-- BEGIN Record set --

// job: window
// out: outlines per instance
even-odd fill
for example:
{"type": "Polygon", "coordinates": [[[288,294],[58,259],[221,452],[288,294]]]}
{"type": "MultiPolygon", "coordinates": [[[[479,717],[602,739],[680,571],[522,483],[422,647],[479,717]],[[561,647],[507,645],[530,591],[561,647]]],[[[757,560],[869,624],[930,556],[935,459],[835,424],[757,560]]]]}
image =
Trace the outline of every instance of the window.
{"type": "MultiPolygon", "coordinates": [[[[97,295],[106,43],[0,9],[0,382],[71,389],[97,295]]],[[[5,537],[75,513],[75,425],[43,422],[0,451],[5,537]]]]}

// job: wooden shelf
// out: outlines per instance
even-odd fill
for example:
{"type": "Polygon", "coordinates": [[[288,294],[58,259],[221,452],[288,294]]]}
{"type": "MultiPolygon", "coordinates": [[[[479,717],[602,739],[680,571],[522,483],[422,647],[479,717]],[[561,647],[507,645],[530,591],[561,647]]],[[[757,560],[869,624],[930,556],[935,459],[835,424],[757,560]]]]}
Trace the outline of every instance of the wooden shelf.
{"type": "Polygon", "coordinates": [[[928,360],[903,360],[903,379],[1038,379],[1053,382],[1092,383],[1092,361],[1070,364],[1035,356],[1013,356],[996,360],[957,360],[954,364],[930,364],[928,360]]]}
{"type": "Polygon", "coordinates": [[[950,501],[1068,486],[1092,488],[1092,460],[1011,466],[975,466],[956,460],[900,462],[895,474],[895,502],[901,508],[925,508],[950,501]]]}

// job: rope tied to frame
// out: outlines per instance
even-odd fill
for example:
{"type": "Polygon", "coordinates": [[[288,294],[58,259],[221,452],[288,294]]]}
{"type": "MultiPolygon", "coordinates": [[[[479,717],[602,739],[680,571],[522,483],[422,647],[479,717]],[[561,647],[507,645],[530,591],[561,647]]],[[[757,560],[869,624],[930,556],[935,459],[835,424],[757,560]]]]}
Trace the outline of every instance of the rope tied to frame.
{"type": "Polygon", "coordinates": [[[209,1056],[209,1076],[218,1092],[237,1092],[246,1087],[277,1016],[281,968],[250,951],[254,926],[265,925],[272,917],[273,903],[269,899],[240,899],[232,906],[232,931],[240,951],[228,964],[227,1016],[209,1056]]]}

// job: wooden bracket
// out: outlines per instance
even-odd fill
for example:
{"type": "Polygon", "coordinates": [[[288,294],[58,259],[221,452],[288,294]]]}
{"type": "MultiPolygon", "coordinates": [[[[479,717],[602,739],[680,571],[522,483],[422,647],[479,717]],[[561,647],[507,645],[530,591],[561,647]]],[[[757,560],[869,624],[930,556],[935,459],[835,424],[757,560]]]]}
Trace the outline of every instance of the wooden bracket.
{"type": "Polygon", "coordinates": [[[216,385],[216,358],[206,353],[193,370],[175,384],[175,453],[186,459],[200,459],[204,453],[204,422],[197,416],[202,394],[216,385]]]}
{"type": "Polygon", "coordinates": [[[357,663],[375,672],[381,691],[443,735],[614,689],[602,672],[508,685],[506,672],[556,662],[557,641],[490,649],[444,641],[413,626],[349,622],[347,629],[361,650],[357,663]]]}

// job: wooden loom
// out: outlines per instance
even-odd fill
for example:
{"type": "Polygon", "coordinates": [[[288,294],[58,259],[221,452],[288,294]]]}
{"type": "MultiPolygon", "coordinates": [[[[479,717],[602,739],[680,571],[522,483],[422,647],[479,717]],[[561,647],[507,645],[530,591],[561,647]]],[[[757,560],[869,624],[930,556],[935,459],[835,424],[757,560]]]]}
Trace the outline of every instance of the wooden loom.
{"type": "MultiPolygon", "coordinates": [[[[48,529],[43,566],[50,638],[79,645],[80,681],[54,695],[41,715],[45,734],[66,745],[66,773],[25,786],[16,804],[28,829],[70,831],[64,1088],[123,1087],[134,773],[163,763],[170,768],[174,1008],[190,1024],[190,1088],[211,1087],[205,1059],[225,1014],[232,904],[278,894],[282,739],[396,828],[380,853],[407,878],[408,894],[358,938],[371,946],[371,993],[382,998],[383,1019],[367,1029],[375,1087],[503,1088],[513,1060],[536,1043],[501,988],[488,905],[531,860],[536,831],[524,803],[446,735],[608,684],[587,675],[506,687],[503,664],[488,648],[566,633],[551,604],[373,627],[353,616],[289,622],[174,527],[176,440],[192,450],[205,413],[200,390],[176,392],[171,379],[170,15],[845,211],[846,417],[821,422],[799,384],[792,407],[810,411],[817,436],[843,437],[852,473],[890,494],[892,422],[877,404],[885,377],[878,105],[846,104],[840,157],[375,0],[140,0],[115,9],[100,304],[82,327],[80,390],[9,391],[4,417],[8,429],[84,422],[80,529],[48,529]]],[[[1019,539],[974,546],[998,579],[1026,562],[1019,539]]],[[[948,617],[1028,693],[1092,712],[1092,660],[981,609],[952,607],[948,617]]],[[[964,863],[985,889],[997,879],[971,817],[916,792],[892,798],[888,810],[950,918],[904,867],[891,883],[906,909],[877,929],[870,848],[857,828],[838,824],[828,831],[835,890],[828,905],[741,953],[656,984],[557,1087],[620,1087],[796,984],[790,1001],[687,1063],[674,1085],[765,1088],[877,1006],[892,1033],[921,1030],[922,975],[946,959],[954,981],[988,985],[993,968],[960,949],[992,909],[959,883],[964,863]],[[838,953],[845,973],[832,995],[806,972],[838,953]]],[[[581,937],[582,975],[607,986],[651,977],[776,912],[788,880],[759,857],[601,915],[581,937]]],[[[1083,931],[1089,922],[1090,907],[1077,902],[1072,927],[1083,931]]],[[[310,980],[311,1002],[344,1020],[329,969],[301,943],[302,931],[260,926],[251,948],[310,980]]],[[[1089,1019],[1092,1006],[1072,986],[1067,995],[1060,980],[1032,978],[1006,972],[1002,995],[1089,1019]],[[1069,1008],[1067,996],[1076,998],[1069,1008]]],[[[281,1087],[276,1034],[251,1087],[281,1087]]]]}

-- END Record set --

→ Written request: Please copy the listing above line for line, with no changes.

→ Solution to this exercise:
// job: window
// out: outlines per instance
even-odd fill
for example:
{"type": "Polygon", "coordinates": [[[288,294],[58,259],[221,452],[288,294]]]}
{"type": "MultiPolygon", "coordinates": [[[[479,717],[602,739],[680,571],[522,483],[422,647],[479,717]],[[561,647],[507,645],[530,591],[561,647]]],[[[757,560],[869,624],[930,556],[935,459],[835,424],[757,560]]]]}
image =
Trace the outline of every instance of the window.
{"type": "MultiPolygon", "coordinates": [[[[97,295],[106,43],[0,9],[0,382],[71,389],[97,295]]],[[[5,537],[75,513],[75,425],[43,422],[0,451],[5,537]]]]}

// job: wooden shelf
// out: outlines per instance
even-odd fill
for example:
{"type": "Polygon", "coordinates": [[[288,294],[58,259],[221,452],[288,294]]]}
{"type": "MultiPolygon", "coordinates": [[[[479,717],[602,739],[680,571],[522,483],[422,647],[479,717]],[[561,647],[507,645],[530,591],[561,647]]],[[[757,560],[869,624],[930,556],[935,459],[835,424],[757,560]]]]}
Trace the outline of every instance of the wooden shelf.
{"type": "Polygon", "coordinates": [[[928,360],[903,360],[903,379],[1038,379],[1053,382],[1092,383],[1092,361],[1070,364],[1035,356],[1013,356],[996,360],[957,360],[954,364],[930,364],[928,360]]]}
{"type": "Polygon", "coordinates": [[[950,501],[1068,486],[1092,488],[1092,460],[1011,466],[975,466],[956,460],[900,462],[895,474],[895,502],[901,508],[925,508],[950,501]]]}

// job: rope tied to frame
// out: outlines per instance
even-odd fill
for example:
{"type": "Polygon", "coordinates": [[[288,294],[58,259],[221,452],[288,294]]]}
{"type": "MultiPolygon", "coordinates": [[[[479,717],[602,739],[680,571],[522,483],[422,647],[479,717]],[[561,647],[507,645],[530,591],[561,647]]],[[[757,560],[869,624],[930,556],[935,459],[835,424],[757,560]]]]}
Trace the outline of every instance of the rope tied to frame.
{"type": "Polygon", "coordinates": [[[209,1056],[209,1076],[218,1092],[237,1092],[246,1087],[277,1016],[281,968],[250,951],[254,926],[265,925],[272,917],[273,903],[269,899],[240,899],[232,906],[232,931],[240,951],[228,964],[227,1016],[209,1056]]]}

// job: wooden bracket
// out: outlines per instance
even-odd fill
for example:
{"type": "Polygon", "coordinates": [[[288,294],[58,259],[221,452],[288,294]]]}
{"type": "MultiPolygon", "coordinates": [[[[479,717],[602,739],[680,571],[522,483],[422,647],[479,717]],[[561,647],[507,645],[530,591],[561,647]]],[[[757,560],[869,624],[930,556],[935,459],[835,424],[757,560]]]]}
Trace the outline of every instance of the wooden bracket.
{"type": "Polygon", "coordinates": [[[216,385],[216,358],[206,353],[193,370],[175,384],[175,453],[186,459],[200,459],[204,453],[204,422],[197,416],[202,394],[216,385]]]}
{"type": "Polygon", "coordinates": [[[357,663],[375,672],[381,691],[443,735],[614,689],[602,672],[508,685],[506,672],[556,662],[557,641],[490,649],[444,641],[413,626],[349,622],[347,629],[361,650],[357,663]]]}

// job: wooden loom
// out: outlines per instance
even-odd fill
for example:
{"type": "Polygon", "coordinates": [[[288,294],[58,259],[221,452],[288,294]]]}
{"type": "MultiPolygon", "coordinates": [[[[479,717],[602,739],[680,571],[522,483],[422,647],[479,717]],[[561,647],[507,645],[530,591],[561,647]]],[[[757,560],[869,624],[930,556],[935,459],[835,424],[757,560]]]]}
Trace the outline of every instance of the wooden loom.
{"type": "MultiPolygon", "coordinates": [[[[48,529],[43,566],[50,638],[79,645],[80,681],[54,695],[41,715],[45,734],[66,745],[66,773],[25,786],[16,804],[28,829],[70,831],[64,1088],[123,1087],[134,773],[163,763],[170,768],[174,1008],[190,1024],[190,1088],[211,1087],[205,1059],[225,1014],[232,904],[278,894],[282,739],[396,828],[380,853],[407,878],[408,894],[358,938],[371,946],[371,993],[382,998],[383,1019],[367,1029],[375,1087],[503,1088],[513,1060],[536,1043],[501,988],[488,905],[531,860],[536,831],[524,803],[446,735],[608,684],[587,675],[506,687],[503,664],[488,648],[566,633],[551,604],[373,627],[353,616],[289,622],[174,527],[176,440],[192,450],[205,413],[200,390],[176,392],[171,379],[170,15],[845,211],[846,417],[821,422],[799,384],[792,407],[810,411],[817,436],[843,437],[852,473],[890,494],[892,422],[877,404],[885,377],[878,105],[846,104],[840,157],[375,0],[140,0],[115,9],[100,304],[82,327],[80,390],[9,391],[4,417],[8,429],[84,422],[80,529],[48,529]]],[[[1019,539],[974,546],[998,579],[1026,562],[1019,539]]],[[[948,617],[1028,693],[1092,712],[1092,660],[981,609],[952,607],[948,617]]],[[[964,863],[985,889],[997,879],[971,817],[916,792],[892,798],[888,810],[950,918],[904,867],[891,883],[906,909],[877,929],[870,848],[857,828],[838,824],[828,831],[835,890],[828,905],[741,953],[656,984],[557,1087],[620,1087],[796,984],[790,1001],[687,1063],[674,1085],[765,1088],[877,1006],[892,1033],[921,1030],[922,975],[946,959],[954,981],[988,985],[993,968],[960,949],[992,909],[959,883],[964,863]],[[838,953],[845,973],[832,995],[806,972],[838,953]]],[[[581,937],[582,975],[607,986],[651,977],[776,912],[788,880],[759,857],[601,915],[581,937]]],[[[1083,931],[1089,922],[1090,907],[1077,902],[1072,927],[1083,931]]],[[[310,980],[311,1002],[344,1020],[329,969],[301,943],[302,931],[260,926],[251,948],[310,980]]],[[[1089,1019],[1092,1006],[1072,986],[1067,995],[1060,980],[1032,978],[1006,972],[1002,995],[1089,1019]],[[1069,1008],[1067,996],[1076,998],[1069,1008]]],[[[281,1087],[276,1034],[251,1087],[281,1087]]]]}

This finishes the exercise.